* start SUPPLIED RECORDS *
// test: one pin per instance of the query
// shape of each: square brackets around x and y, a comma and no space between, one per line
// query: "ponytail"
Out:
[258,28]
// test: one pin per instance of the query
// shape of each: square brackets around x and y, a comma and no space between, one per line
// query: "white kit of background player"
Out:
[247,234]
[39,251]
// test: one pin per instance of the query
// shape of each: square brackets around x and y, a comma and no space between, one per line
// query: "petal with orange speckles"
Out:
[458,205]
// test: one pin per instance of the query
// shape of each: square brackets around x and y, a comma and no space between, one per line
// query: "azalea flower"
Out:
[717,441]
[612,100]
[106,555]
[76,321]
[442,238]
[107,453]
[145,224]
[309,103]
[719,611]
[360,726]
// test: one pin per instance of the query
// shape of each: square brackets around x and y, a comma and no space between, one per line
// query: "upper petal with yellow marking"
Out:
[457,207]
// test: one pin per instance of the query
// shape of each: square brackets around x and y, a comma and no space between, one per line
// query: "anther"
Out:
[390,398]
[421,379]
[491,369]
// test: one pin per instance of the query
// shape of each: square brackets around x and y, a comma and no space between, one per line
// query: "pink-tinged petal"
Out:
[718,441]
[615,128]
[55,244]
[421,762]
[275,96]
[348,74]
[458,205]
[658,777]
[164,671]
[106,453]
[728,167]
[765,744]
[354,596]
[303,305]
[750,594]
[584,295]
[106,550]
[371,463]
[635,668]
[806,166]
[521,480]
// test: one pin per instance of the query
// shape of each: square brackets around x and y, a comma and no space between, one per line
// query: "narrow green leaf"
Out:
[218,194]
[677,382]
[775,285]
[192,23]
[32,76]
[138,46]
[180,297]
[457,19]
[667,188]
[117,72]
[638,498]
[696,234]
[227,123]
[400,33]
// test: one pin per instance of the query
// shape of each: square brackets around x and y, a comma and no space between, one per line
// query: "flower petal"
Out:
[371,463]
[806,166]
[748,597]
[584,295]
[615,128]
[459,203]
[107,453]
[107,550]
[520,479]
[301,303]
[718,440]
* end SUPPLIED RECORDS *
*WORK TO DO:* Extract all of the material exactly as it is written.

*FINAL ANSWER:*
// test: one pin per instance of the query
// shape of each: square brackets around x and y, a comma and no space between, one per line
// query: "ponytail"
Out:
[258,28]
// test: one pin per instance of the query
// shape of each: square brackets around x and y, a comma and no space between, one per line
// query: "white kit of background player"
Out:
[247,234]
[39,251]
// test: one pin per instance of the query
// shape of each: square brackets around x and y, a comma and no space between, one per line
// query: "petal with orange speckles"
Out:
[458,205]
// test: one pin per instance of the query
// shape of each: square brackets around x and y, a comma and no space between, one per line
// query: "azalea flower"
Out:
[717,441]
[612,100]
[106,555]
[76,321]
[442,238]
[107,453]
[145,224]
[309,103]
[719,611]
[360,726]
// test: one pin per instance of the query
// shape of each: square brackets around x and y, a comma and no space between, one per line
// query: "upper petal with yellow marking"
Out:
[457,207]
// test: one pin per instance of the query
// shape of each: square brackets around x and y, a comma and no space between, one per line
// query: "anther"
Out:
[390,398]
[421,379]
[491,369]
// test: one pin per instance of the query
// shape of each: square brackets around x and y, a comma and no space between, one per line
// query: "pink-tinged petal"
Out:
[718,441]
[615,128]
[55,244]
[421,762]
[275,96]
[348,74]
[458,205]
[658,777]
[164,671]
[106,453]
[728,167]
[765,744]
[354,596]
[303,305]
[750,594]
[584,295]
[106,550]
[371,463]
[635,668]
[806,166]
[521,480]
// test: one pin per instance of the query
// shape of each: square brackets around x and y, a comma and no space between, one per line
// query: "narrow green leaf"
Out:
[218,194]
[677,382]
[775,285]
[192,23]
[32,76]
[138,46]
[180,297]
[457,19]
[667,188]
[117,72]
[638,498]
[696,234]
[227,123]
[400,33]
// test: one pin per instance of the query
// shape of each: square brackets around x and y, a comma and no space between, one per line
// query: "flower petal"
Out:
[371,463]
[806,166]
[748,597]
[584,295]
[615,128]
[459,203]
[107,453]
[107,550]
[520,479]
[301,303]
[718,440]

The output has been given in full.